- **Your task**
Each entry is to be output precisely as it appears.

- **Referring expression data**
■ ■ ■ ■

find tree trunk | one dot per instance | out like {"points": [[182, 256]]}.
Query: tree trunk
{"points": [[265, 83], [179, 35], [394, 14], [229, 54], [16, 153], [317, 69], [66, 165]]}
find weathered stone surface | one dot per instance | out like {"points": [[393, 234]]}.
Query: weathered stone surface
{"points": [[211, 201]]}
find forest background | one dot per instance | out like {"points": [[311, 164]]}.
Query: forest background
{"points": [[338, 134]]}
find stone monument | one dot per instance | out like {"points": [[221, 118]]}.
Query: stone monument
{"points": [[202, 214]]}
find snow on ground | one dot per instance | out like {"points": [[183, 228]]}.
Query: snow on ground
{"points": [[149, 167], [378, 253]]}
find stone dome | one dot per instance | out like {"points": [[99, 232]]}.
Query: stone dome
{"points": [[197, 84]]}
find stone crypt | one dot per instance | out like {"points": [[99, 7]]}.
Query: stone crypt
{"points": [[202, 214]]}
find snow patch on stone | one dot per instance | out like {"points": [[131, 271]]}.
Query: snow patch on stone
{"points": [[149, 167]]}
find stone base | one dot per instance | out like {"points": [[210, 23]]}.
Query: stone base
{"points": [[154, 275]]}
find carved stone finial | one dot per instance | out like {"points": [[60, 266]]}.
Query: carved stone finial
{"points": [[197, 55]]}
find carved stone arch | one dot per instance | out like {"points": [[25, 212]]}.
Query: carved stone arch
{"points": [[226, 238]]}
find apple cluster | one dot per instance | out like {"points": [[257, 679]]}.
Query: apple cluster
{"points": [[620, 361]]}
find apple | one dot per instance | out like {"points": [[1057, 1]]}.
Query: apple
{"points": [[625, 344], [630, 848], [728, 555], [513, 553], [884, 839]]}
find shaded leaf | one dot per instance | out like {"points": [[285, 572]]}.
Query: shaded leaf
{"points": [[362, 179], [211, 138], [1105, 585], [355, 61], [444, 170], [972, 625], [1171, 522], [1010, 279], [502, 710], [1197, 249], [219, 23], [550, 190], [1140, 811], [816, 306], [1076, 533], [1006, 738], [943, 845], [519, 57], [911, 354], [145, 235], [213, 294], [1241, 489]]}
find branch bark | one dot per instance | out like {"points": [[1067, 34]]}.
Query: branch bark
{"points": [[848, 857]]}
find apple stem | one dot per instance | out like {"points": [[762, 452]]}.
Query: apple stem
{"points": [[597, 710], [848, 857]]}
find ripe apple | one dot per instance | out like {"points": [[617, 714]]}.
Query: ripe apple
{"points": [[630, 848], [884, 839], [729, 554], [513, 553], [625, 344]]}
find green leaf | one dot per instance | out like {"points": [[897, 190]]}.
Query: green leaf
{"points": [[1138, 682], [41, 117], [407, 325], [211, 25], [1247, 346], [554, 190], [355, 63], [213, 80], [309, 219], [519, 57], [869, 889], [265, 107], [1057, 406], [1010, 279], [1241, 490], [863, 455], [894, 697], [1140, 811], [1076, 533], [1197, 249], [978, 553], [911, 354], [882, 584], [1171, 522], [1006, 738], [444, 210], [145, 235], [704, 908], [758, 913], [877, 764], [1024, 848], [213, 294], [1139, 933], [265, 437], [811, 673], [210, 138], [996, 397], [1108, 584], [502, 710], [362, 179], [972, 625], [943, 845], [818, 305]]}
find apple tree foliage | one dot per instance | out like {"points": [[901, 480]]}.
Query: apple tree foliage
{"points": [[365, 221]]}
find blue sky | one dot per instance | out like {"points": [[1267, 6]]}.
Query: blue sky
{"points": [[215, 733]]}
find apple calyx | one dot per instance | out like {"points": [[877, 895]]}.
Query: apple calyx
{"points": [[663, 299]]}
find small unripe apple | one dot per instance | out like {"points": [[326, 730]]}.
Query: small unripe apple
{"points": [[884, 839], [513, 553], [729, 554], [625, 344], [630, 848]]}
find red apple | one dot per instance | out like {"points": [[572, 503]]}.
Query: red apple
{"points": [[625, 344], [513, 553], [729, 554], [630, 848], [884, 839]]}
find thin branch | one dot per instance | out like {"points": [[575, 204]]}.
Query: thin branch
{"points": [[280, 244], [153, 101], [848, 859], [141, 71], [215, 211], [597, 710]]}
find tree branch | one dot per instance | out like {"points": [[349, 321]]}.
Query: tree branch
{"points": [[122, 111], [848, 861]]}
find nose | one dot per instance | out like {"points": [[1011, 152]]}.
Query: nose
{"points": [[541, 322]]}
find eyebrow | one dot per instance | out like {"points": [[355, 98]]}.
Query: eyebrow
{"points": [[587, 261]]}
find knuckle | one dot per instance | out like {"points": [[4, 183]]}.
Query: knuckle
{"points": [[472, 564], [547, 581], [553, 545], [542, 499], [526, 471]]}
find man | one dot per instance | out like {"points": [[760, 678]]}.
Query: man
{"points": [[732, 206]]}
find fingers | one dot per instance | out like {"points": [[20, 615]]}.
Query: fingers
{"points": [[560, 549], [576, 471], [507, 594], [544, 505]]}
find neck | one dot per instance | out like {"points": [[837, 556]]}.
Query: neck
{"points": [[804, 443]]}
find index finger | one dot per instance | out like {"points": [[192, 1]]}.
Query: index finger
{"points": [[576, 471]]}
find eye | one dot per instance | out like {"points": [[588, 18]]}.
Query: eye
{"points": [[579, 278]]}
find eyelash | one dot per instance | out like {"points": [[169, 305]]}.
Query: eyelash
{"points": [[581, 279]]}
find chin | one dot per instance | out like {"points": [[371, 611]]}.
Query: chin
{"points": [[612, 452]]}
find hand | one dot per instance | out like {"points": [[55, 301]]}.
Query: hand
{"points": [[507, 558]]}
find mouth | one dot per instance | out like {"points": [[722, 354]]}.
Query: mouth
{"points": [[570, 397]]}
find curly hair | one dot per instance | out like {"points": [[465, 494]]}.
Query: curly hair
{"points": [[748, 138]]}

■ ■ ■ ■

- **Written answer**
find tree trunk | one dot per instance | out like {"points": [[182, 256]]}.
Query: tree trunk
{"points": [[265, 83], [179, 35], [394, 14], [229, 54], [16, 153], [317, 69], [66, 165]]}
find weathered stone surface | one dot per instance | out like {"points": [[393, 234]]}.
Query: weathered stone surface
{"points": [[211, 201]]}
find forest background | one dot per instance | out like {"points": [[311, 164]]}.
Query: forest background
{"points": [[338, 134]]}
find stone monument | one dot per instance | out like {"points": [[221, 118]]}.
Query: stone monument
{"points": [[202, 214]]}
find snow on ground | one dot per instance | out like {"points": [[183, 228]]}.
Query: snow on ground
{"points": [[149, 167], [378, 253]]}
find stone dome | one dot per instance | out like {"points": [[99, 232]]}.
Query: stone dome
{"points": [[197, 84]]}
find stone crypt | one dot per instance | out like {"points": [[99, 7]]}.
Query: stone crypt
{"points": [[202, 214]]}
find snow patch on stone | one dot per instance | out like {"points": [[131, 271]]}.
Query: snow patch on stone
{"points": [[149, 167]]}
find stone base | one dot per instance | out like {"points": [[210, 23]]}.
Query: stone base
{"points": [[154, 275]]}
find carved stone finial | one dot per instance | out like {"points": [[60, 266]]}.
Query: carved stone finial
{"points": [[197, 55]]}
find carved stone arch | one dot per instance | out like {"points": [[25, 212]]}.
Query: carved stone arch
{"points": [[226, 238]]}
find apple cluster | one dot per instance | out like {"points": [[257, 679]]}.
Query: apple cluster
{"points": [[620, 361]]}
find apple | one dot per instance | out like {"points": [[1057, 1]]}.
Query: apple
{"points": [[625, 344], [630, 848], [728, 555], [513, 553], [884, 839]]}
find shaded leaf | one dot per instance | out like {"points": [[285, 572]]}.
Query: shaded leaf
{"points": [[362, 179], [211, 138], [1105, 585], [355, 61], [444, 170], [972, 625], [1171, 522], [1010, 279], [502, 710], [1197, 249], [219, 23], [550, 190], [1140, 811], [816, 306], [1076, 533], [1006, 738], [943, 845], [519, 57], [911, 354], [145, 235], [213, 294], [1241, 489]]}
find branch bark | one dot per instance | out like {"points": [[1067, 34]]}.
Query: branch bark
{"points": [[848, 857]]}
find apple stem | one dot per instance | out like {"points": [[762, 452]]}.
Query: apple stem
{"points": [[597, 710], [848, 857]]}
find ripe apple | one dot per instance | out like {"points": [[617, 714]]}.
Query: ripe apple
{"points": [[630, 848], [884, 839], [729, 554], [513, 553], [625, 344]]}
find green leaf | one dot per instance | out like {"points": [[897, 190]]}.
Query: green leaf
{"points": [[1138, 682], [41, 117], [407, 325], [211, 25], [1247, 346], [554, 190], [355, 63], [213, 80], [309, 219], [519, 57], [869, 889], [265, 107], [1057, 406], [1010, 279], [1241, 490], [863, 455], [894, 697], [1140, 811], [1076, 533], [1197, 249], [978, 553], [911, 354], [882, 584], [1171, 522], [1006, 738], [444, 210], [145, 235], [704, 908], [758, 913], [877, 764], [1024, 848], [213, 294], [1139, 933], [265, 437], [811, 673], [210, 138], [996, 397], [1108, 584], [502, 710], [362, 179], [972, 625], [943, 845], [818, 305]]}
find apple tree foliage | one dot per instance | out like {"points": [[901, 480]]}.
Query: apple tree foliage
{"points": [[365, 221]]}
find blue sky | one dot per instance | out like {"points": [[1267, 6]]}.
Query: blue sky
{"points": [[215, 733]]}
find apple calyx | one dot per instance | out like {"points": [[877, 895]]}.
Query: apple calyx
{"points": [[663, 299]]}
find small unripe apple | one dot per instance | out like {"points": [[326, 730]]}.
Query: small unripe apple
{"points": [[884, 839], [513, 553], [729, 554], [625, 344], [630, 848]]}
find red apple | one dot per instance | out like {"points": [[572, 503]]}.
Query: red apple
{"points": [[625, 344], [513, 553], [729, 554], [630, 848], [884, 839]]}
find thin branch | one dot per instance | out like {"points": [[575, 204]]}.
Query: thin branch
{"points": [[280, 244], [153, 101], [848, 859], [141, 71], [215, 211], [597, 710]]}
find tree branch | one dot per instance | out like {"points": [[349, 321]]}.
Query: tree branch
{"points": [[122, 111], [848, 861]]}
find nose | one dot per instance | out like {"points": [[1011, 152]]}.
Query: nose
{"points": [[541, 322]]}
find eyebrow | one dot per instance | out like {"points": [[355, 98]]}.
Query: eyebrow
{"points": [[587, 261]]}
find knuckle | one dot per instance | out like {"points": [[4, 183]]}.
Query: knuckle
{"points": [[472, 564], [547, 581], [553, 545], [542, 499], [526, 471]]}
find man | one dot per instance | out like {"points": [[760, 678]]}.
Query: man
{"points": [[732, 206]]}
find fingers | one dot per instance | out like {"points": [[20, 615]]}.
Query: fingers
{"points": [[560, 549], [576, 471], [507, 594], [544, 505]]}
find neck | one dot per instance | out like {"points": [[837, 556]]}.
Query: neck
{"points": [[804, 443]]}
find index finger | one dot per instance | out like {"points": [[192, 1]]}.
Query: index finger
{"points": [[576, 471]]}
find eye | one dot per instance | out like {"points": [[588, 18]]}.
Query: eye
{"points": [[579, 278]]}
find eyelash | one dot per instance | out like {"points": [[169, 305]]}.
Query: eyelash
{"points": [[581, 279]]}
find chin | one dot per instance | out like {"points": [[371, 611]]}.
Query: chin
{"points": [[612, 452]]}
find hand | one dot per instance | out like {"points": [[55, 301]]}.
Query: hand
{"points": [[507, 558]]}
find mouth | one dot per instance | out like {"points": [[722, 354]]}.
Query: mouth
{"points": [[570, 397]]}
find curly hair | one dot per instance | out like {"points": [[465, 494]]}.
Query: curly hair
{"points": [[748, 138]]}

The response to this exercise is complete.